REQUIREMENT A: In the Templar symbols post, which lesser-known symbols does it say the Provincial Masters used?

DOCUMENT SEGMENT:
Monday, August 5, 2013

Templar Symbols

I haven't posted an article on Templary, Masonic or Crusader, in a while so I thought I'd get one out. Like many organizations, the Templars were known to employ a variety of symbols for various purposes such as official seals, shield ornamentation, and gravestones, but there never existed a single symbol that was used during the entire existence of the medieval order.

The most common symbols used at various stages were the Red Cross, the Beauceant, Agnus Dei, and the image of two knights upon a single horse. Some lesser-known symbols that were used by the Provincial Masters included the star, dove, lion, crosses, and the fleurs-de-lis. Templar graves could be seen engraved with swords and the cavalry cross. At Chinon and Domme, where the Templars were imprisoned, there was seen graffiti carved into the walls, one such carving in Chinon was a hand with a heart superimposed on its palm.

The most popular symbol image associated with the medieval Knights Templar is the image of two knights upon one horse. This symbol was used by many Grand Masters as one of their seals with minor variations through the successive line of Grand Masters; starting around 1167 and lasting until around 1298. The official seal of the Grand Master was closely guarded in the Treasury under the protection of the Commander of the Kingdom of Jerusalem, and could only be accessed by a select few.

Like many things associated with the Templars, this symbol mystifies them and since their downfall, there have been many theories as to the meaning of it. Some military experts believe it is to emblematically represent what is seen today as the "buddy system" where soldiers, or knights in their case, would operate in pairs. Some believe this symbol goes back much farther to ancient Sumeria which was thought to represent a tactical device during battle, but also symbolic of duality and balance. This may be the reason the Templars adopted it, to represent their dual function as both warriors and monks. Others theorize that it originated with the birth and initial poverty of the Templar Order, but this would fly in the face of the Rule of the Order which established the number of horses allocated to knights (according to their rank and position) and which also prohibited the sharing of the same horse.

The next most prominent symbol for the Knights Templar is the Red Cross, which would have been emblazoned upon the mantle (color varied depending on class). The Red Cross was not an ornament of the Templars until 1147 when Pope Eugenius III granted them that privilege via papal bull. There was an exact design, but the most common cross used was the cross pattee (a variation of the Greek cross).

RAW RECORDS:
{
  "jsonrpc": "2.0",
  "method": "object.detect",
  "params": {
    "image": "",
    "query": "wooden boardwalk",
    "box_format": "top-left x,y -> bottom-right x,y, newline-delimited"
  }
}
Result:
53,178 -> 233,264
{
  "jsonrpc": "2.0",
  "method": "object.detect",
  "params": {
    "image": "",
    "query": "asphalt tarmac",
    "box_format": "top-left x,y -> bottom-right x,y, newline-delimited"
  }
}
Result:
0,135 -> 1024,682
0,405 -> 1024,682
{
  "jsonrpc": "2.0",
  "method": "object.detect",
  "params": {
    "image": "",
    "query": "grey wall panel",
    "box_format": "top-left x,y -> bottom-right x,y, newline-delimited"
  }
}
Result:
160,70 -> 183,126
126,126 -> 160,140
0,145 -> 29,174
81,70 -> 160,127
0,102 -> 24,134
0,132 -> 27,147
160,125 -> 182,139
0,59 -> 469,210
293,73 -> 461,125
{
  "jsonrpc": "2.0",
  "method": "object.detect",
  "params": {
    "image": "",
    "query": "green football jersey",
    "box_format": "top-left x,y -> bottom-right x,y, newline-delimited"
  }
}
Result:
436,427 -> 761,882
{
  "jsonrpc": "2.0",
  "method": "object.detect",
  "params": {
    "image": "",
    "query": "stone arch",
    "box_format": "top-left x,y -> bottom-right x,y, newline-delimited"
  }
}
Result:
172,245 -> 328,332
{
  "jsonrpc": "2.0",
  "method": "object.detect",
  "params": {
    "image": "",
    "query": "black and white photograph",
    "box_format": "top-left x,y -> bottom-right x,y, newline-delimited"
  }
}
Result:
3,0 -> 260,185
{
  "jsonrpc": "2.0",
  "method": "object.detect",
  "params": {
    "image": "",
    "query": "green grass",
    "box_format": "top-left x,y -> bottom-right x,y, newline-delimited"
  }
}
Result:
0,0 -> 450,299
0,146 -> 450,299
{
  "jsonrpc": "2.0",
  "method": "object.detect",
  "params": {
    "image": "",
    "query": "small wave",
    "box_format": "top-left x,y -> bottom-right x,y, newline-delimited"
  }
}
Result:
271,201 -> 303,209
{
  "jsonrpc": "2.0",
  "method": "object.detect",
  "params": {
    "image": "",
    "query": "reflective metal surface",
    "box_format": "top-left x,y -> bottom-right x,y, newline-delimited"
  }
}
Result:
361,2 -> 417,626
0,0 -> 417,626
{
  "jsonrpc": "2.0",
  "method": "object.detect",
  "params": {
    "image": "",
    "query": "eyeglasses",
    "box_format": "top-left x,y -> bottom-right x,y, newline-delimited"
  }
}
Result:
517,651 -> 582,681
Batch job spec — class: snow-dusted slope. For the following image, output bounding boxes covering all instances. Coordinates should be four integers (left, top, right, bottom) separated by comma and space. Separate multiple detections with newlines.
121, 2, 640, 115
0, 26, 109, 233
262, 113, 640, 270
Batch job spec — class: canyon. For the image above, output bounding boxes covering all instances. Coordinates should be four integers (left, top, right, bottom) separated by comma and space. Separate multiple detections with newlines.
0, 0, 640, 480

REQUIREMENT B: Please put the lines of the records into a Markdown table with the columns Row and Line. Start with the line containing "Batch job spec — class: snow-dusted" and continue through the end of the records.

CORRECT RESULT A: star, dove, lion, crosses, fleurs-de-lis

CORRECT RESULT B:
| Row | Line |
|---|---|
| 1 | Batch job spec — class: snow-dusted slope. For the following image, output bounding boxes covering all instances. Coordinates should be four integers (left, top, right, bottom) separated by comma and space. Separate multiple detections with newlines. |
| 2 | 121, 2, 640, 115 |
| 3 | 0, 26, 109, 233 |
| 4 | 262, 113, 640, 270 |
| 5 | Batch job spec — class: canyon. For the image above, output bounding boxes covering all instances. Coordinates should be four integers (left, top, right, bottom) separated by comma and space. Separate multiple detections with newlines. |
| 6 | 0, 0, 640, 480 |